(Point placement records)

========================

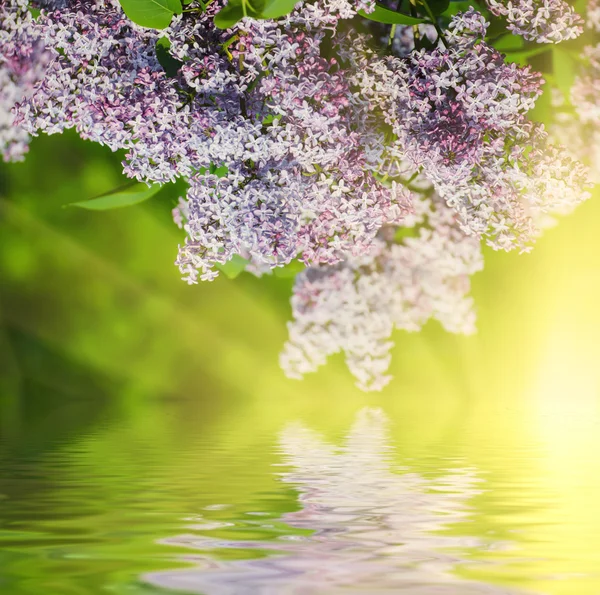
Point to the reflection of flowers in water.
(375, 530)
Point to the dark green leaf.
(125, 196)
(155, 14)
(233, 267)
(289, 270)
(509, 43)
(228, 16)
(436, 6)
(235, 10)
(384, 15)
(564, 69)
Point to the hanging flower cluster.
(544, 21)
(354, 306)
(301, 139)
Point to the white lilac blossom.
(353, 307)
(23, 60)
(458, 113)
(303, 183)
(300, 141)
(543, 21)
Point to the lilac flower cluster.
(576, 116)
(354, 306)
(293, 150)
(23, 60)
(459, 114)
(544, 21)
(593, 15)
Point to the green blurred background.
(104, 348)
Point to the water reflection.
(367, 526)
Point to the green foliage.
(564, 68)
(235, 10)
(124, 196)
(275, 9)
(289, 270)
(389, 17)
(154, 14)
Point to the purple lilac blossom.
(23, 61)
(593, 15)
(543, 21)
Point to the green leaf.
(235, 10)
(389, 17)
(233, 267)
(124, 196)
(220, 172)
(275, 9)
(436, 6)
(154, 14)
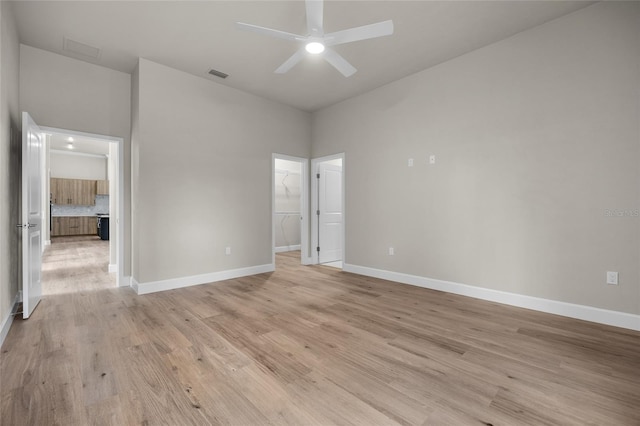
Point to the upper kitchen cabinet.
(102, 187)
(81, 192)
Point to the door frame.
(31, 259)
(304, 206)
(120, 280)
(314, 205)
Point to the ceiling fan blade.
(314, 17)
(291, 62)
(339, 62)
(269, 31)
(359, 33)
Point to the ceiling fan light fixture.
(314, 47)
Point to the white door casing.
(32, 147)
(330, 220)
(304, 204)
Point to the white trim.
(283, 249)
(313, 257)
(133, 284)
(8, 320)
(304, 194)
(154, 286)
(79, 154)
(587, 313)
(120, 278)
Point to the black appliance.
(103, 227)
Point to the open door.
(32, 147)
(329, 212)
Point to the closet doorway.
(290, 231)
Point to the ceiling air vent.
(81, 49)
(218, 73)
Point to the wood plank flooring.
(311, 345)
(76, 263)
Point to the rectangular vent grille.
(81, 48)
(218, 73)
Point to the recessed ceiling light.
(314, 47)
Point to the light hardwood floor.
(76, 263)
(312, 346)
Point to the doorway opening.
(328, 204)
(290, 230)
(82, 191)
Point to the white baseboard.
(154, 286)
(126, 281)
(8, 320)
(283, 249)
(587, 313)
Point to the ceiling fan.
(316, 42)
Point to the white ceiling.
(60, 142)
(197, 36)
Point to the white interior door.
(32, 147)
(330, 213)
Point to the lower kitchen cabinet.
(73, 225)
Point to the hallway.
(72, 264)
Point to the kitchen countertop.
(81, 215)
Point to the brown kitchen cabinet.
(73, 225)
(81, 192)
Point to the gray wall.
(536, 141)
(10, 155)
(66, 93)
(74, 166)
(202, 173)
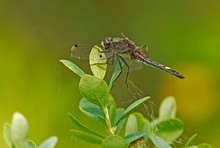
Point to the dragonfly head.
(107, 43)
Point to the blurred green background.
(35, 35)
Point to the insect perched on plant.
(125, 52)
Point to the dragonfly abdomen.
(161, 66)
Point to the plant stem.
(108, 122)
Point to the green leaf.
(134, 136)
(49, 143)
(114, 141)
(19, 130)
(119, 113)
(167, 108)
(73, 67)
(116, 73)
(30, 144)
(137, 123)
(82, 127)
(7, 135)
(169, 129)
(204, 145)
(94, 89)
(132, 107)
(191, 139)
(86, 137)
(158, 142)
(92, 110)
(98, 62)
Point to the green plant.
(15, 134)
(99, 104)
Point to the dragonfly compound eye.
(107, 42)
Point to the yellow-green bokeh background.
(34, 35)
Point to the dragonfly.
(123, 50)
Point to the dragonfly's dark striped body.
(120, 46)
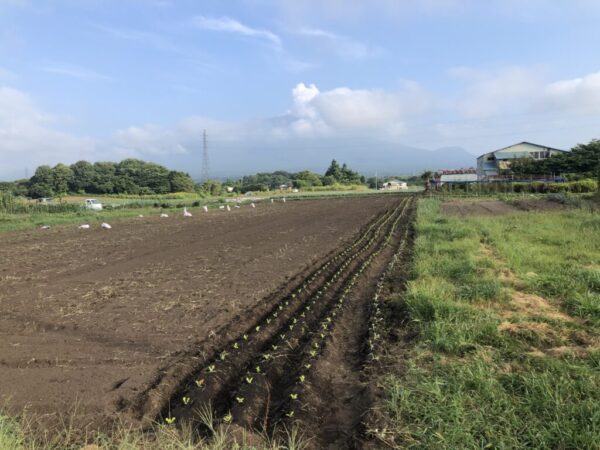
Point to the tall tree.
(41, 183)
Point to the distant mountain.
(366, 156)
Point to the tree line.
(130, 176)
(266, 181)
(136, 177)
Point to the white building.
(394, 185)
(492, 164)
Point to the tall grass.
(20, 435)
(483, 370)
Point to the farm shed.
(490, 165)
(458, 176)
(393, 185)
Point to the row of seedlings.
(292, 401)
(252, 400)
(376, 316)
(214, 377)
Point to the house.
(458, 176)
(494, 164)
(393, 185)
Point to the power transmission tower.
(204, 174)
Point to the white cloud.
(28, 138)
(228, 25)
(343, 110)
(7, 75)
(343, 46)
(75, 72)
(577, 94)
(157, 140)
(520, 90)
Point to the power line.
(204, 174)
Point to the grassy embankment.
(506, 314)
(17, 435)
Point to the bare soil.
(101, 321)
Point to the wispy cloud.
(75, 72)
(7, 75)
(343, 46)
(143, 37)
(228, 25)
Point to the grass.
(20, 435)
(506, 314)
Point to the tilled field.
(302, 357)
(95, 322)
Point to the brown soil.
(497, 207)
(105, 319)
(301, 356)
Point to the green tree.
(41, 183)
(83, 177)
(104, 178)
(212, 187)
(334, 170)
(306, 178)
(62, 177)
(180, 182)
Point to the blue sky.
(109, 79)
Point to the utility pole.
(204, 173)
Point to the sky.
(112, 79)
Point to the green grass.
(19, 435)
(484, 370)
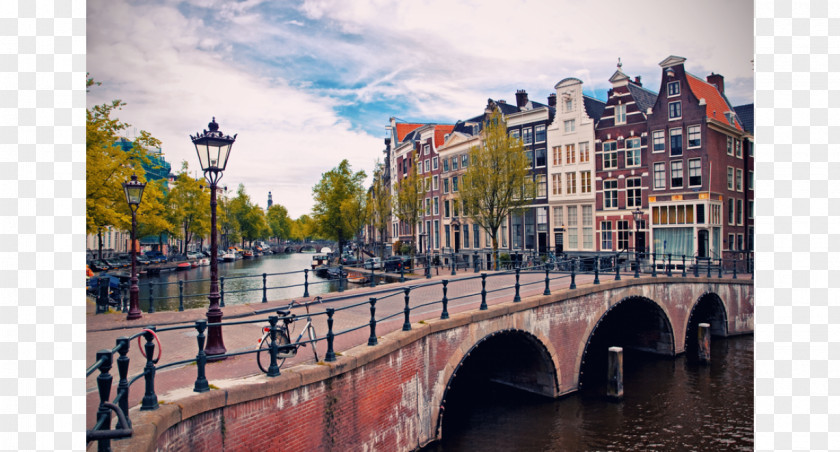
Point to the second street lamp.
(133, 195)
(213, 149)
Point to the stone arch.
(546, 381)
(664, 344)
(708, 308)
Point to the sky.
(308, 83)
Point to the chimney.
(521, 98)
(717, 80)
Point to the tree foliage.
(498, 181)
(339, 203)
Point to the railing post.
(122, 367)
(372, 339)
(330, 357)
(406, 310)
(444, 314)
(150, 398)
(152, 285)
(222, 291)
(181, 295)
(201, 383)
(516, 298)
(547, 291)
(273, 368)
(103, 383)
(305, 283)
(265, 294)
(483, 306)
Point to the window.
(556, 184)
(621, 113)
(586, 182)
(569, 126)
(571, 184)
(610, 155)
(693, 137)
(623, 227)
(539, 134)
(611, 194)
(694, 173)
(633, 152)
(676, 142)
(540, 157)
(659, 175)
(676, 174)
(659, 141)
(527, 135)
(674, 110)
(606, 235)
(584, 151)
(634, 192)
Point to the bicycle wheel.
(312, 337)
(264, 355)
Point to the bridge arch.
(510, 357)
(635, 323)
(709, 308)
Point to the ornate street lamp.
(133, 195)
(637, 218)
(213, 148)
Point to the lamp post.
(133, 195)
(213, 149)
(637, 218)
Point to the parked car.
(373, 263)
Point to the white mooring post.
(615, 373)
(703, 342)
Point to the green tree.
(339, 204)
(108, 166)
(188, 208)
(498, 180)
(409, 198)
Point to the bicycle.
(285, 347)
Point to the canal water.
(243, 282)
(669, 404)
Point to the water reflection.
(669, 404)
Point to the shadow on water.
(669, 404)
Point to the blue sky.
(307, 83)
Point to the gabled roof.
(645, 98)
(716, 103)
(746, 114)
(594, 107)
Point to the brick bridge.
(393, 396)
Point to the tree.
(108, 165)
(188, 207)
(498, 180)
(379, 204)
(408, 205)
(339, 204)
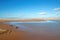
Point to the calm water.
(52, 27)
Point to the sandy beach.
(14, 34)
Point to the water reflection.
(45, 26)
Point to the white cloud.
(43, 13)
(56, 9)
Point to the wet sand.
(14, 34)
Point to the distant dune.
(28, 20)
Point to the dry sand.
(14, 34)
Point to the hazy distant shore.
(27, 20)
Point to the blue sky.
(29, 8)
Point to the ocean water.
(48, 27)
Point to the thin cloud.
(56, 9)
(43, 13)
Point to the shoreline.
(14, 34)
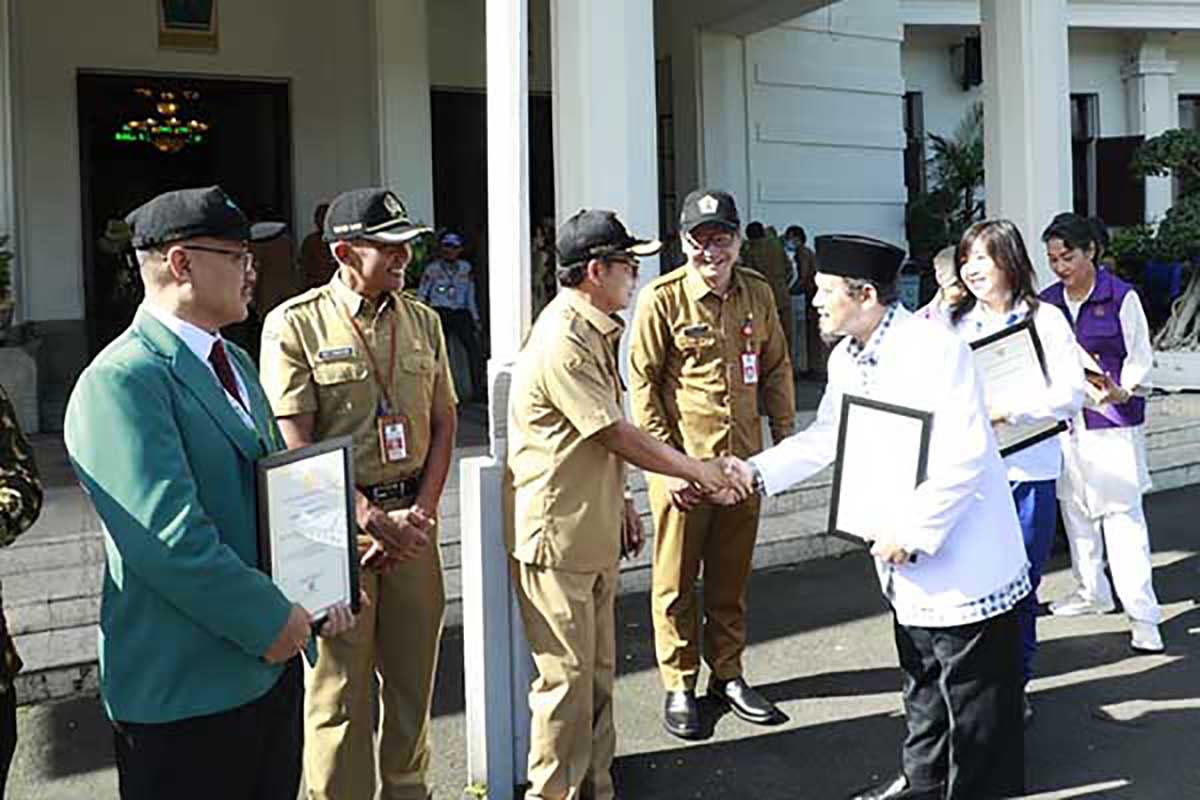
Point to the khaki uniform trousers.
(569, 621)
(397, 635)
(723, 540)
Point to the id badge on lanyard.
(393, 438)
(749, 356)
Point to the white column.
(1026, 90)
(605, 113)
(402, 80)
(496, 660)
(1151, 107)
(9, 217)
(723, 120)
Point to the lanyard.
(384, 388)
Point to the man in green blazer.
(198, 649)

========================

Update the items by changing every "Point to" to "Indicate" and leaving the rest unchanged. Omit the pictures from your answer.

Indicate the reflection of flowers in water.
(375, 530)
Indicate the dark green leaf.
(125, 196)
(155, 14)
(233, 267)
(289, 270)
(509, 43)
(228, 16)
(436, 6)
(235, 10)
(384, 15)
(564, 69)
Indicate the hanging flower cluster.
(544, 21)
(354, 306)
(301, 139)
Indicate the white lilac blossom.
(353, 307)
(23, 60)
(458, 113)
(303, 183)
(300, 141)
(543, 21)
Indicate the lilac flower cluster.
(576, 116)
(354, 306)
(293, 150)
(23, 60)
(459, 114)
(544, 21)
(593, 15)
Indicate the green blurred background.
(104, 348)
Indicate the water reflection.
(367, 526)
Indicate the green foliage.
(564, 68)
(235, 10)
(124, 196)
(275, 9)
(289, 270)
(389, 17)
(154, 14)
Indicate the purple lilac blossom.
(23, 61)
(593, 15)
(543, 21)
Indicate the green leaf.
(235, 10)
(389, 17)
(233, 267)
(124, 196)
(220, 172)
(275, 9)
(436, 6)
(154, 14)
Indicate the upper kitchen cabinet.
(102, 187)
(81, 192)
Indicate the door frame.
(31, 259)
(304, 206)
(120, 280)
(314, 205)
Indicate the ceiling fan blade.
(314, 17)
(291, 62)
(339, 62)
(269, 31)
(359, 33)
Indicate the ceiling fan light fixture.
(314, 47)
Indicate the white door casing.
(32, 147)
(330, 220)
(304, 204)
Indicate the white trim.
(283, 249)
(313, 257)
(133, 284)
(8, 320)
(304, 194)
(154, 286)
(79, 154)
(587, 313)
(120, 278)
Indicate the black appliance.
(103, 227)
Indicate the open door.
(32, 147)
(329, 212)
Indicate the closet doorway.
(290, 231)
Indicate the ceiling air vent.
(81, 49)
(218, 73)
Indicate the wood plank flooring.
(311, 345)
(76, 263)
Indicate the rectangular vent grille.
(81, 48)
(218, 73)
Indicate the recessed ceiling light.
(314, 47)
Indicate the light hardwood floor.
(76, 263)
(312, 346)
Indicate the doorway opening.
(328, 204)
(290, 230)
(82, 191)
Indicate the white baseboard.
(154, 286)
(126, 281)
(8, 320)
(283, 249)
(587, 313)
Indicate the ceiling fan.
(316, 42)
Indicate the white ceiling.
(60, 142)
(197, 36)
Indicate the white interior door.
(32, 147)
(330, 213)
Indicate the lower kitchen cabinet.
(73, 225)
Indicate the hallway.
(72, 264)
Indicate the kitchen countertop.
(81, 215)
Indicate the brown kitchen cabinet.
(73, 225)
(81, 192)
Indicate the gray wall.
(536, 141)
(10, 155)
(66, 93)
(74, 166)
(202, 173)
Indicate the dragonfly head.
(107, 43)
Indicate the blurred green background.
(35, 35)
Indicate the insect perched on plant.
(125, 52)
Indicate the dragonfly abdomen.
(161, 66)
Indicate the plant stem.
(108, 122)
Indicate the green leaf.
(134, 136)
(49, 143)
(114, 141)
(19, 130)
(119, 113)
(167, 108)
(73, 67)
(116, 73)
(30, 144)
(137, 123)
(82, 127)
(7, 135)
(169, 129)
(204, 145)
(94, 89)
(132, 107)
(191, 139)
(86, 137)
(158, 142)
(92, 110)
(98, 62)
Indicate the green plant.
(15, 134)
(99, 104)
Indicate the dragonfly compound eye.
(107, 42)
Indicate the yellow-green bokeh background.
(34, 35)
Indicate the dragonfly.
(123, 50)
Indicate the dragonfly's dark striped body.
(120, 46)
Indicate the tall tree.
(41, 183)
Indicate the distant mountain.
(366, 156)
Indicate the tree line.
(130, 176)
(266, 181)
(136, 177)
Indicate the white building.
(394, 185)
(492, 164)
Indicate the tall grass.
(20, 435)
(483, 370)
Indicate the farm shed.
(490, 165)
(458, 176)
(393, 185)
Indicate the row of seedlings.
(292, 401)
(252, 400)
(376, 316)
(214, 377)
Indicate the house.
(458, 176)
(494, 164)
(393, 185)
Indicate the power transmission tower.
(204, 174)
Indicate the white cloud.
(28, 138)
(228, 25)
(343, 110)
(7, 75)
(343, 46)
(75, 72)
(577, 94)
(157, 140)
(520, 90)
Indicate the power line.
(204, 174)
Indicate the grassy embankment.
(506, 314)
(17, 435)
Indicate the bare soil.
(101, 321)
Indicate the wispy cloud.
(75, 72)
(7, 75)
(343, 46)
(143, 37)
(228, 25)
Indicate the grass.
(20, 435)
(506, 314)
Indicate the tilled field.
(302, 357)
(95, 322)
Indicate the brown soil.
(497, 207)
(105, 319)
(301, 356)
Indicate the green tree.
(41, 183)
(83, 177)
(104, 178)
(212, 187)
(334, 170)
(306, 178)
(62, 177)
(180, 182)
Indicate the blue sky.
(109, 79)
Indicate the utility pole.
(204, 173)
Indicate the sky.
(112, 79)
Indicate the green grass.
(19, 435)
(484, 370)
Indicate the second street lamp.
(133, 195)
(213, 149)
Indicate the stone arch.
(546, 381)
(664, 344)
(708, 308)
Indicate the sky.
(308, 83)
Indicate the chimney.
(521, 98)
(717, 80)
Indicate the tree foliage.
(498, 181)
(339, 203)
Indicate the railing post.
(122, 367)
(372, 339)
(330, 357)
(406, 310)
(444, 314)
(150, 398)
(152, 285)
(222, 291)
(181, 295)
(201, 383)
(516, 298)
(547, 291)
(273, 368)
(103, 383)
(305, 283)
(265, 294)
(483, 306)
Indicate the window.
(556, 184)
(621, 113)
(586, 182)
(569, 126)
(571, 184)
(610, 155)
(693, 137)
(623, 227)
(539, 134)
(611, 194)
(694, 173)
(633, 152)
(676, 142)
(540, 157)
(659, 175)
(676, 174)
(659, 141)
(527, 135)
(674, 110)
(606, 235)
(584, 151)
(634, 192)
Indicate the bicycle wheel.
(312, 337)
(264, 355)
Indicate the bridge arch.
(510, 357)
(635, 323)
(709, 308)
Indicate the ornate street lamp.
(133, 195)
(637, 218)
(213, 148)
Indicate the lamp post.
(133, 195)
(213, 149)
(637, 218)
Indicate the parked car.
(373, 263)
Indicate the white mooring post.
(615, 373)
(703, 342)
Indicate the green tree.
(339, 204)
(108, 166)
(188, 208)
(498, 180)
(409, 198)
Indicate the bicycle.
(285, 347)
Indicate the canal water.
(243, 282)
(669, 404)
Indicate the water reflection.
(669, 404)
Indicate the shadow on water.
(669, 404)
Indicate the blue sky.
(307, 83)
Indicate the gabled roof.
(645, 98)
(716, 103)
(746, 114)
(594, 107)
Indicate the brick bridge.
(393, 396)
Indicate the tree.
(108, 165)
(188, 207)
(498, 180)
(379, 204)
(408, 205)
(339, 204)
Indicate the calm water.
(52, 27)
Indicate the sandy beach.
(14, 34)
Indicate the water reflection.
(45, 26)
Indicate the white cloud.
(43, 13)
(56, 9)
Indicate the wet sand.
(14, 34)
Indicate the distant dune.
(28, 20)
Indicate the dry sand.
(14, 34)
Indicate the hazy distant shore.
(27, 20)
Indicate the blue sky.
(29, 8)
Indicate the ocean water.
(48, 27)
Indicate the thin cloud.
(56, 9)
(43, 13)
Indicate the shoreline.
(14, 34)
Indicate the khaki uniform trousers.
(569, 621)
(397, 635)
(723, 540)
Indicate the id badge on lanyard.
(393, 438)
(749, 356)
Indicate the white column.
(1026, 90)
(605, 113)
(402, 80)
(496, 660)
(1151, 107)
(9, 217)
(723, 120)
Indicate the lanyard.
(384, 388)
Indicate the man in green blazer.
(198, 649)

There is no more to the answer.